** Start of SOURCE DOCUMENT **

2. It isn't possible to directly copy the Fomega definitions into
SML, because SML lacks higher-kinded polymorphism in the core
language. The encoding presented here relies on the fact that the
SML module system (with SML/NJ extensions) allows for some of
System F omega to be encoded. See the link below to Rossberg, Russo
and Dreyer's paper on encoding modules into System F omega.
3. As hinted in the last point, this is not standard Standard
ML. The encoding relies on being able to put functors inside
modules, which AFAIK is an SML/NJ extension. This code doesn't work
in, e.g., PolyML.
4. This encoding is effectively useless for writing actual SML
programs, unless you use an ML system with first-class module
support. Values of each of the defined GADTs are built up by using
structures and functor applications, which can only happen at
compile-time. Thus we cannot construct or eliminate values of GADTs
at runtime.
In OCaml, which does have support for first-class modules, we can
reflect the module types defined below as value types, as so
construct them, pass them around, and eliminate them, at
runtime. In OCaml:
type ('a,'b) = (module Eq with type a = 'a and type b = 'b)
let refl = (module Refl)
3. Each of the eliminators is defined in terms of eliminating to a
value type (e.g., 'a f in the signature BoolIndData). In each of
the proof examples below, this is eventually wrapped up into a new
structure of the right signature. Unforunately, this means that
proofs are often constructed in a roundabout
continuation-passing-style (see the proof of NotNotX_eq_X
below).

** End of SOURCE DOCUMENT **

* _WHAT TO DO_
Extract everything in the notes on encoding System F omega in SML from "3. As hinted" down to "in, e.g., PolyML.", copying it word for word. The rows that follow were taken from a different source.

** Start of SUPPLIED ENTRIES **

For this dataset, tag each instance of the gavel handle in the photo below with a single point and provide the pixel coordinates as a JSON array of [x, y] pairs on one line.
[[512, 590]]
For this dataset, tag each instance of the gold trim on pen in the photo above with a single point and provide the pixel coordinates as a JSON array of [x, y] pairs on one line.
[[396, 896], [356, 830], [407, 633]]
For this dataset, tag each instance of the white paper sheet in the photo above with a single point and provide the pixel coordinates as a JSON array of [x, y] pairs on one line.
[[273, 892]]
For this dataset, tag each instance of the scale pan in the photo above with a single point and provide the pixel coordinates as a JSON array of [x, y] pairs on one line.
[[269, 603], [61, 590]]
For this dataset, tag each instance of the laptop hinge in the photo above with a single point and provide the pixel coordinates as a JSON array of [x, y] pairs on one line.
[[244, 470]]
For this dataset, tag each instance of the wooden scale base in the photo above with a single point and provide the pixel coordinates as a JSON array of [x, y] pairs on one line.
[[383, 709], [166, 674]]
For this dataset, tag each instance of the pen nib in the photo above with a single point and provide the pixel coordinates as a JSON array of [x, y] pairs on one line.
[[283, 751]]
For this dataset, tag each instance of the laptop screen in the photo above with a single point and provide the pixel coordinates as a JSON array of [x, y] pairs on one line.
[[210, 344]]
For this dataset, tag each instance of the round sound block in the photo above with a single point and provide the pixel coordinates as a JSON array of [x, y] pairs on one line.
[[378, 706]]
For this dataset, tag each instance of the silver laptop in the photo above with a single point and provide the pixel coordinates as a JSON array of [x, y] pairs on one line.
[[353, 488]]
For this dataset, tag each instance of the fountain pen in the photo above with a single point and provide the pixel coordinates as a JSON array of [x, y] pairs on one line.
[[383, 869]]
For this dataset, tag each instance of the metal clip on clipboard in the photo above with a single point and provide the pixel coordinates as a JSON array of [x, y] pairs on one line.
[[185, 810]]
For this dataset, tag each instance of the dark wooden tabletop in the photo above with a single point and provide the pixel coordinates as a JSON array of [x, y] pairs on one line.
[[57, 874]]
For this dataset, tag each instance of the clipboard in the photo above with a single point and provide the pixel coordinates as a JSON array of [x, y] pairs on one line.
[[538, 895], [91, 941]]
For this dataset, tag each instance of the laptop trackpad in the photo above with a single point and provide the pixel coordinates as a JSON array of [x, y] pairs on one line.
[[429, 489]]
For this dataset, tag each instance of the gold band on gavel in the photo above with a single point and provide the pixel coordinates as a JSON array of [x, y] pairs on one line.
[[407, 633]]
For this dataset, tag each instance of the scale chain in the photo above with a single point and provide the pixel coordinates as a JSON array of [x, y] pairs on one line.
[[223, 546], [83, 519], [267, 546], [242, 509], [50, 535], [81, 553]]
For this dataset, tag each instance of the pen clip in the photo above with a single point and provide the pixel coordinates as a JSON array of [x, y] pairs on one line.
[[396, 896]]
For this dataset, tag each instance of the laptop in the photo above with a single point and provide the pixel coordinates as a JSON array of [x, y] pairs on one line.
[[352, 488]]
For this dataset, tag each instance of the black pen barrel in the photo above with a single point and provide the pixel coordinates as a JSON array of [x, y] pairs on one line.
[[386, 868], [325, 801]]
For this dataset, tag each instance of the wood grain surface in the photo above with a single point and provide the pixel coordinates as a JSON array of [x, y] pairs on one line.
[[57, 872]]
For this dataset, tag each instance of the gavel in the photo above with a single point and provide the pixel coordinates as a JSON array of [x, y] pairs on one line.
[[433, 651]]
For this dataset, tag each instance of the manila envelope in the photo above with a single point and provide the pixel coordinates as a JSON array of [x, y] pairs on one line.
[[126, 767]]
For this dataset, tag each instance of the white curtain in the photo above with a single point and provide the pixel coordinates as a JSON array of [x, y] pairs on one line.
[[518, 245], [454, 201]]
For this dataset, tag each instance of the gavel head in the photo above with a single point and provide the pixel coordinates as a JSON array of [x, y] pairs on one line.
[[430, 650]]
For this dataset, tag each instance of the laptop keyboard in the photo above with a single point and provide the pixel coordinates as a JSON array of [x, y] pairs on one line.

** End of SUPPLIED ENTRIES **

* _EXERCISE RESPONSE_
3. As hinted in the last point, this is not standard Standard
ML. The encoding relies on being able to put functors inside
modules, which AFAIK is an SML/NJ extension. This code doesn't work
in, e.g., PolyML.